* _DATA LINES_:

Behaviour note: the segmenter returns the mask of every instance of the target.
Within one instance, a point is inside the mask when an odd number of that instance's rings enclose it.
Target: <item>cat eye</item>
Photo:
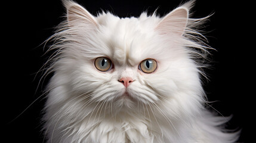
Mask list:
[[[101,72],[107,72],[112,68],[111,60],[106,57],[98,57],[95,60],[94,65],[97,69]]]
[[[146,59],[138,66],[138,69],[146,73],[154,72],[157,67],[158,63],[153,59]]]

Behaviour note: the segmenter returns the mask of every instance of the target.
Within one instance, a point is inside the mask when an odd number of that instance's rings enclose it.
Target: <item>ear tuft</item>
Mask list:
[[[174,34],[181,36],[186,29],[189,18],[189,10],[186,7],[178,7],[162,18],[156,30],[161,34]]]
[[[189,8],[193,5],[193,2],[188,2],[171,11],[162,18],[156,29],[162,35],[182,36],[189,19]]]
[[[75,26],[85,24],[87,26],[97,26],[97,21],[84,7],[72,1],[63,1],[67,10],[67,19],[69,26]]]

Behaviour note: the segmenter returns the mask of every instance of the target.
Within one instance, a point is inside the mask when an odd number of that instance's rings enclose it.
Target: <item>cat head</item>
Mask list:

* _EXERCISE BRIEF_:
Every entry above needs to be retyped exactly; drop the pictures.

* _EXERCISE RESPONSE_:
Behaviour note: the segmenter returns the mask of every instance of the target.
Within one instance, a point is inside the mask when an odd number of that instance's rings enclose it.
Target: <item>cat eye</item>
Photo:
Mask list:
[[[101,72],[107,72],[112,68],[111,60],[106,57],[98,57],[95,60],[94,65],[97,69]]]
[[[146,59],[138,66],[138,69],[146,73],[154,72],[157,67],[158,63],[153,59]]]

Behaviour note: the segmenter returns the mask of every instance of the target.
Within one instance, a point is inside the mask when an odd number of that instance's rings enclose it.
Target: <item>ear tuft</item>
Mask list:
[[[174,34],[181,36],[186,29],[189,18],[189,10],[186,7],[178,7],[162,18],[156,30],[161,34]]]
[[[189,8],[193,5],[193,2],[188,2],[171,11],[162,18],[156,29],[162,35],[182,36],[189,19]]]
[[[75,26],[85,24],[87,26],[97,26],[97,21],[84,7],[72,1],[63,1],[67,10],[67,19],[69,26]]]

Behaviour note: the segmenter returns the mask of every instance of the target.
Within one instance, a point is inside the mask when an odd number of that instance's rings enclose it.
Target: <item>cat head</item>
Mask list:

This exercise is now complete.